* start ITEMS *

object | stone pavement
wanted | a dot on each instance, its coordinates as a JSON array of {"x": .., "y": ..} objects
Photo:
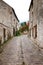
[{"x": 21, "y": 51}]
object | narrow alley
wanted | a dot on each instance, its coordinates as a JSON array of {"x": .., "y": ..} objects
[{"x": 21, "y": 51}]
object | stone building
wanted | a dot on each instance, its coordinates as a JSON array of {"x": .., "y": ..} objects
[
  {"x": 8, "y": 21},
  {"x": 36, "y": 21}
]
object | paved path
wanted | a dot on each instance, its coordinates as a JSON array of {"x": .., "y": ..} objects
[{"x": 21, "y": 51}]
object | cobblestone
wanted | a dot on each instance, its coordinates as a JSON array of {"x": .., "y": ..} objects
[{"x": 21, "y": 51}]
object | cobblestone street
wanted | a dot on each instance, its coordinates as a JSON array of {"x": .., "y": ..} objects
[{"x": 21, "y": 51}]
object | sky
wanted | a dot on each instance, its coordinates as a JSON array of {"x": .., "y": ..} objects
[{"x": 21, "y": 8}]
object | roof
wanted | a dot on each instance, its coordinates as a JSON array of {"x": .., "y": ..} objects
[
  {"x": 15, "y": 14},
  {"x": 31, "y": 4}
]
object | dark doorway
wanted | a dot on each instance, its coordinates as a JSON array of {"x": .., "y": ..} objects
[{"x": 4, "y": 33}]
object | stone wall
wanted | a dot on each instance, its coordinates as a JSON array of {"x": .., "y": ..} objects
[{"x": 7, "y": 21}]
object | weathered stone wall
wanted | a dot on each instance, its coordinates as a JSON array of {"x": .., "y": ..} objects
[
  {"x": 40, "y": 23},
  {"x": 37, "y": 19},
  {"x": 7, "y": 20}
]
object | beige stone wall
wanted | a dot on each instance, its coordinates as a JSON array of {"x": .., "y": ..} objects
[
  {"x": 7, "y": 21},
  {"x": 37, "y": 20}
]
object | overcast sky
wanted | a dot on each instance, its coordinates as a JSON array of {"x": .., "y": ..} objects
[{"x": 21, "y": 8}]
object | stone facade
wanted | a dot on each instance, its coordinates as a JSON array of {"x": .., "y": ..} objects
[
  {"x": 8, "y": 21},
  {"x": 36, "y": 21}
]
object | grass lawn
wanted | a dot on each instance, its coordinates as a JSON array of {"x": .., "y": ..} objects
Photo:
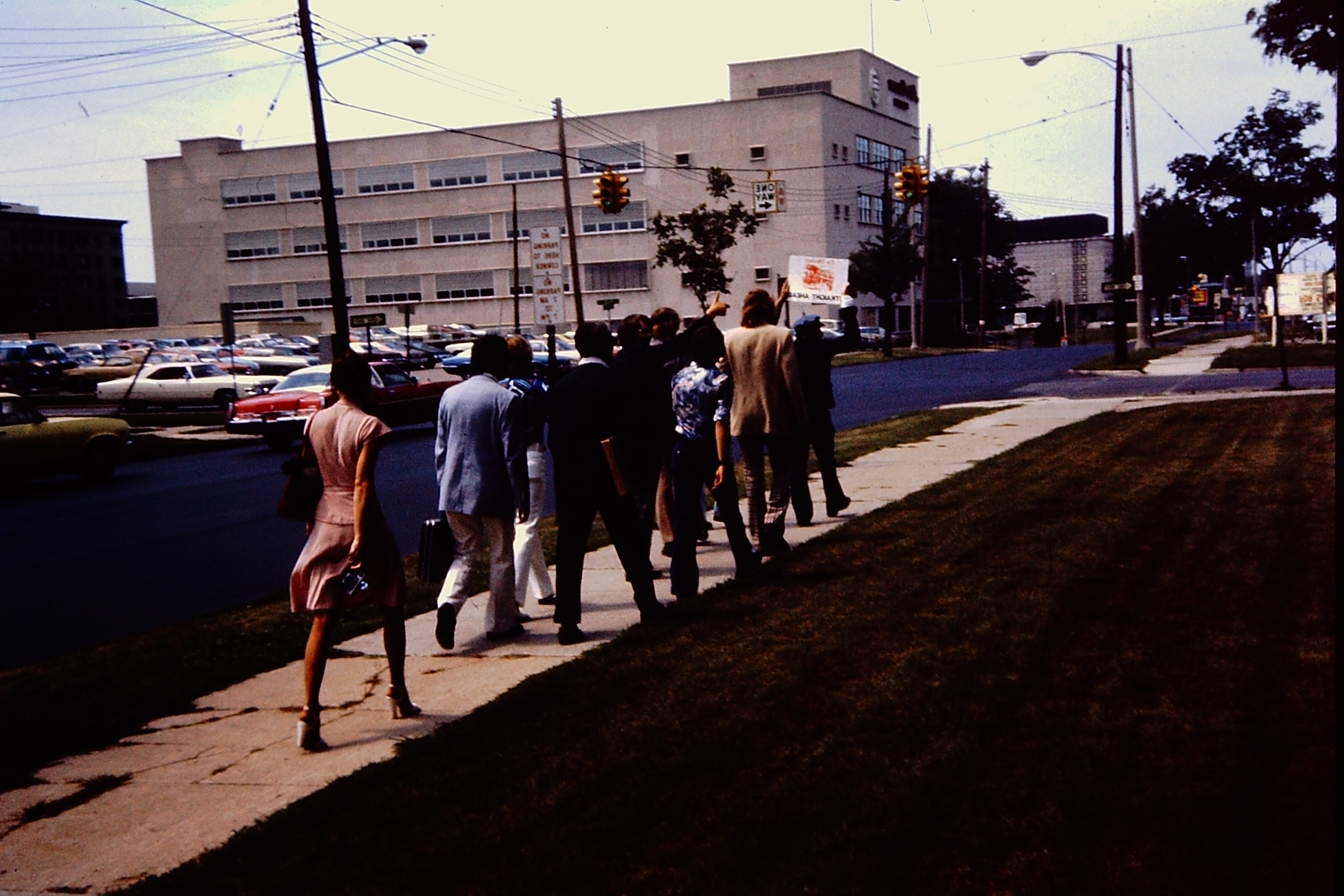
[
  {"x": 1103, "y": 663},
  {"x": 93, "y": 698},
  {"x": 1138, "y": 359},
  {"x": 1268, "y": 355}
]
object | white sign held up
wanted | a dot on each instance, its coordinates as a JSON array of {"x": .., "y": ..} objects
[{"x": 547, "y": 277}]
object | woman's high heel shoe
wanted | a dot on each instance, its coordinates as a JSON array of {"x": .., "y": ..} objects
[
  {"x": 401, "y": 704},
  {"x": 311, "y": 733}
]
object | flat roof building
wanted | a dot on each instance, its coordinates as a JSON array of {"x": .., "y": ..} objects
[{"x": 427, "y": 217}]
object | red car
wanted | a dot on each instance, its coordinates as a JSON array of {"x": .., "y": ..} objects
[{"x": 398, "y": 398}]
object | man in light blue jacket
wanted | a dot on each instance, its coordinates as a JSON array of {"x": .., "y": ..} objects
[{"x": 480, "y": 459}]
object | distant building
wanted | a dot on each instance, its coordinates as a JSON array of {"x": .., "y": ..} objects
[
  {"x": 427, "y": 217},
  {"x": 62, "y": 273},
  {"x": 1069, "y": 257}
]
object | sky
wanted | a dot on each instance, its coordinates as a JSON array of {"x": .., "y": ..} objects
[{"x": 91, "y": 89}]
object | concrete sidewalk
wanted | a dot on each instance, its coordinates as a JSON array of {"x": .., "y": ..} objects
[{"x": 190, "y": 782}]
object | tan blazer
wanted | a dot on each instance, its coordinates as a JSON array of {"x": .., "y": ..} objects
[{"x": 767, "y": 387}]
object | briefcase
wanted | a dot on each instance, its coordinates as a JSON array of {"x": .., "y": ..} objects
[{"x": 437, "y": 550}]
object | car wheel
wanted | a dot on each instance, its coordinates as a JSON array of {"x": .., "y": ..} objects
[{"x": 99, "y": 461}]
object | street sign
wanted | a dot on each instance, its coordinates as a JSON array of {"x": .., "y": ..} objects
[{"x": 547, "y": 277}]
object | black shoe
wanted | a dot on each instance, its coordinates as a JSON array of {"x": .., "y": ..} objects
[
  {"x": 447, "y": 627},
  {"x": 570, "y": 633},
  {"x": 509, "y": 635}
]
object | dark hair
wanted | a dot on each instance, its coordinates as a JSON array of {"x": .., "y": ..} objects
[
  {"x": 490, "y": 355},
  {"x": 706, "y": 346},
  {"x": 593, "y": 340},
  {"x": 758, "y": 308}
]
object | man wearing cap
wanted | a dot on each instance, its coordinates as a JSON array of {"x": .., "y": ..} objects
[{"x": 815, "y": 357}]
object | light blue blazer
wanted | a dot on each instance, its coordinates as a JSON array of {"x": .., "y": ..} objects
[{"x": 480, "y": 455}]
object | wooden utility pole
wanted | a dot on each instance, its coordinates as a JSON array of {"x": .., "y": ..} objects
[
  {"x": 576, "y": 275},
  {"x": 335, "y": 271}
]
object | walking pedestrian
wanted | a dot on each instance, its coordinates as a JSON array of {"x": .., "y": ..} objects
[
  {"x": 815, "y": 355},
  {"x": 587, "y": 409},
  {"x": 533, "y": 579},
  {"x": 480, "y": 459},
  {"x": 351, "y": 557},
  {"x": 702, "y": 457},
  {"x": 768, "y": 413}
]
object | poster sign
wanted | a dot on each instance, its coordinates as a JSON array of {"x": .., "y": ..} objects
[
  {"x": 547, "y": 277},
  {"x": 819, "y": 280}
]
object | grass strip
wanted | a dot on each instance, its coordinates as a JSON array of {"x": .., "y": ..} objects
[
  {"x": 1262, "y": 357},
  {"x": 1100, "y": 663},
  {"x": 93, "y": 698}
]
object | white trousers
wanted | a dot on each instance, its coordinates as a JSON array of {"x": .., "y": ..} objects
[
  {"x": 529, "y": 561},
  {"x": 480, "y": 541}
]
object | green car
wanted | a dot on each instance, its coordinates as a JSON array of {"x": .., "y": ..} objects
[{"x": 33, "y": 445}]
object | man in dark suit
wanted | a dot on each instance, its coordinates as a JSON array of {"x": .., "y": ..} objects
[{"x": 588, "y": 406}]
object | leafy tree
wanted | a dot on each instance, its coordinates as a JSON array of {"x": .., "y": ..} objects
[
  {"x": 1302, "y": 31},
  {"x": 695, "y": 241},
  {"x": 1264, "y": 171}
]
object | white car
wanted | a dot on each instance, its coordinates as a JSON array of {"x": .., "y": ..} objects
[{"x": 168, "y": 385}]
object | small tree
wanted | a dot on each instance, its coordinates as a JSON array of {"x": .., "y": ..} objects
[{"x": 694, "y": 242}]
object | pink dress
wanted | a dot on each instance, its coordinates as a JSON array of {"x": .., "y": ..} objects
[{"x": 339, "y": 436}]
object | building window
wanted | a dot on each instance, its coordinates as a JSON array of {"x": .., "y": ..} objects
[
  {"x": 307, "y": 187},
  {"x": 595, "y": 160},
  {"x": 537, "y": 218},
  {"x": 616, "y": 276},
  {"x": 314, "y": 240},
  {"x": 385, "y": 179},
  {"x": 248, "y": 191},
  {"x": 260, "y": 297},
  {"x": 470, "y": 229},
  {"x": 458, "y": 172},
  {"x": 471, "y": 284},
  {"x": 532, "y": 166},
  {"x": 252, "y": 245},
  {"x": 390, "y": 234},
  {"x": 318, "y": 294},
  {"x": 389, "y": 291},
  {"x": 597, "y": 222}
]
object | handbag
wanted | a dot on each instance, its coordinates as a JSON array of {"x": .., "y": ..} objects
[
  {"x": 437, "y": 550},
  {"x": 304, "y": 487}
]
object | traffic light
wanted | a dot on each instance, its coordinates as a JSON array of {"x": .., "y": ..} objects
[{"x": 612, "y": 195}]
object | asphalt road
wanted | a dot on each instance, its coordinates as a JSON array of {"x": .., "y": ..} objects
[{"x": 171, "y": 539}]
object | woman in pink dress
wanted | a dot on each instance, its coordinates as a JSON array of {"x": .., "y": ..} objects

* end ITEMS *

- [YOUR OBJECTIVE]: Starting at the line with "object | asphalt road" and stopping after the last line of the listing, swap "dot" for "point" and give those lines again with nothing else changed.

- [RESULT]:
object | asphalt road
wanted | a point on each instance, its coordinates as a JSON array of {"x": .., "y": ..} objects
[{"x": 171, "y": 539}]
object | woman in pink dress
wanted | a point on each instance, its coordinates as a JSON array of {"x": .., "y": ..} objects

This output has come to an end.